J’ai appris plus tard que ce secrétaire, un jeune homme de vingt-cinq ans, très intelligent, très actif, avait pour mission, précisément, de donner tout son concours aux camarades étrangers et qu’il était grassement rétribué pour cette fonction spéciale. Nous l’appellerons R…, si vous voulez. Il a quitté le parti depuis et a disparu de la circulation et, en raison des incidents que je vais conter, il est inutile de le désigner plus clairement.

Une nuit encore à Luxembourg. Charmante ville, ma foi, très animée, pleine de lumière. Mais n’insistons pas…

Je pris le train, la matinée suivante, pour Coblentz. Ça commençait à devenir dur. Il fallait passer par Trèves, occupé par les Français. À Coblentz, c’étaient les Américains. Plus loin, à Cologne, les Anglais. Les agents de la sûreté pullulaient dans les gares. Les passeports étaient exigés par des patrouilles qui circulaient dans les trains. Berlin me semblait de plus en plus loin.

__DONNÉES AFFICHÉES__
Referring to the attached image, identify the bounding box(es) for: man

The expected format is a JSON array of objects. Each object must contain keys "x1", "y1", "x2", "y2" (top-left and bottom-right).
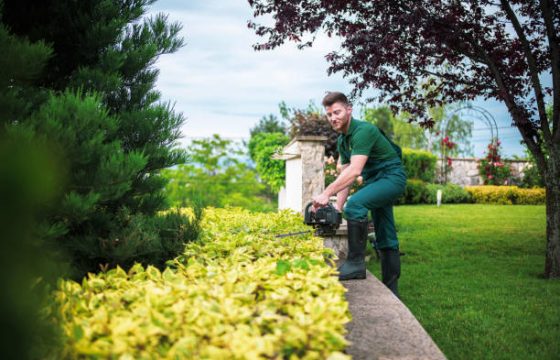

__PROBLÈME POSÉ__
D'après l'extrait retenu, par qui la ville de Coblentz était-elle occupée ?

__RÉSULTAT OBTENU__
Par les Américains.